Written instruction » Copy every line of the data below that contains the word "logo".

Records provided »

○ ○ ○ ○ ○

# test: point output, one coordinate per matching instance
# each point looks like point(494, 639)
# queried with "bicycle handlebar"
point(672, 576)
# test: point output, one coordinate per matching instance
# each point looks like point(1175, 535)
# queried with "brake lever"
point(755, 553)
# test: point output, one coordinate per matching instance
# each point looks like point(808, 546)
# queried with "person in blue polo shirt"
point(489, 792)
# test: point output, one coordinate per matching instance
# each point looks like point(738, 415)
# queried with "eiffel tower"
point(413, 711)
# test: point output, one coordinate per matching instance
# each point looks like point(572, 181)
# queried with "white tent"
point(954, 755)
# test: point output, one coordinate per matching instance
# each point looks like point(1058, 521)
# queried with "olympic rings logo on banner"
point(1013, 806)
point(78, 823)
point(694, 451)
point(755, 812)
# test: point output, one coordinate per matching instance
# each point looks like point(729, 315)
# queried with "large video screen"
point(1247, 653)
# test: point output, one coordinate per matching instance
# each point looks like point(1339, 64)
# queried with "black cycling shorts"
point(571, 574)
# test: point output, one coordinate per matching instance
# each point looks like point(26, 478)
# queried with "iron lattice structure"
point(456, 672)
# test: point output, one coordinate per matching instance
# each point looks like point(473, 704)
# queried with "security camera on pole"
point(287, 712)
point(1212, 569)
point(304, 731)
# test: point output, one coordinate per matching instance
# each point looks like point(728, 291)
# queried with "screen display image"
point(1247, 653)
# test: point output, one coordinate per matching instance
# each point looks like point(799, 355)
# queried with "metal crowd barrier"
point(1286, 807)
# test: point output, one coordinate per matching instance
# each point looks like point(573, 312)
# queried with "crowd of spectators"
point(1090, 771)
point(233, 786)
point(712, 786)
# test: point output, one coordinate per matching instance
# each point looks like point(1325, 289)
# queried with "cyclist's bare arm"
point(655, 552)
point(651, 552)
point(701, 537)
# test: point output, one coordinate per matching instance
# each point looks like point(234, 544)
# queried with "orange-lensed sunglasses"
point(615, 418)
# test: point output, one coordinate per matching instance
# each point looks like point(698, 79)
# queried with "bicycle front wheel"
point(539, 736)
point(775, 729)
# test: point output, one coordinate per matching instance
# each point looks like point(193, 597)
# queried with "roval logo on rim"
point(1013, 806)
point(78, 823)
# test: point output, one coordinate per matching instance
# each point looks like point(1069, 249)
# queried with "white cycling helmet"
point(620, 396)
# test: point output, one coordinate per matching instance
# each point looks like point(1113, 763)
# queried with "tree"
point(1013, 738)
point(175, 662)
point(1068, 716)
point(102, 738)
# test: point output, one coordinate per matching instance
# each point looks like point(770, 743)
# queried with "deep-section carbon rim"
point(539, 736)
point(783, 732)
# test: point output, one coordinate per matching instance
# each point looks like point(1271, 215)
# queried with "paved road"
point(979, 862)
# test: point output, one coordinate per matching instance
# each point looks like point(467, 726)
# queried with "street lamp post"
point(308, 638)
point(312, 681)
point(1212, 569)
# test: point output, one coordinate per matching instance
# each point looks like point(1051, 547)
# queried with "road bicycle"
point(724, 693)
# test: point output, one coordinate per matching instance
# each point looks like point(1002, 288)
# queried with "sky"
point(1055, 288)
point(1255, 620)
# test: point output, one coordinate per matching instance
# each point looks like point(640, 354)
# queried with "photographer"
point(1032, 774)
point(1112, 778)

○ ○ ○ ○ ○

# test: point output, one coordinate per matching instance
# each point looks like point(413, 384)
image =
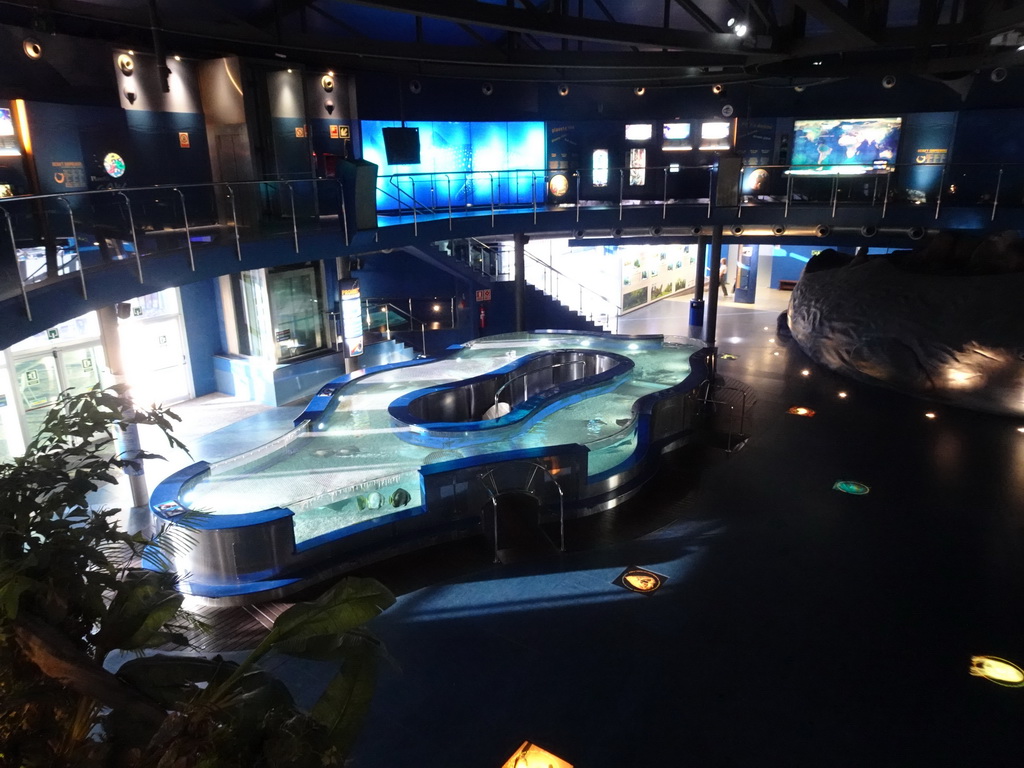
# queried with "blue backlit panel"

○ ○ ○ ○ ○

Response for this exercise »
# queried with "olympic rings logo on banner"
# queried with "roval logo on rim"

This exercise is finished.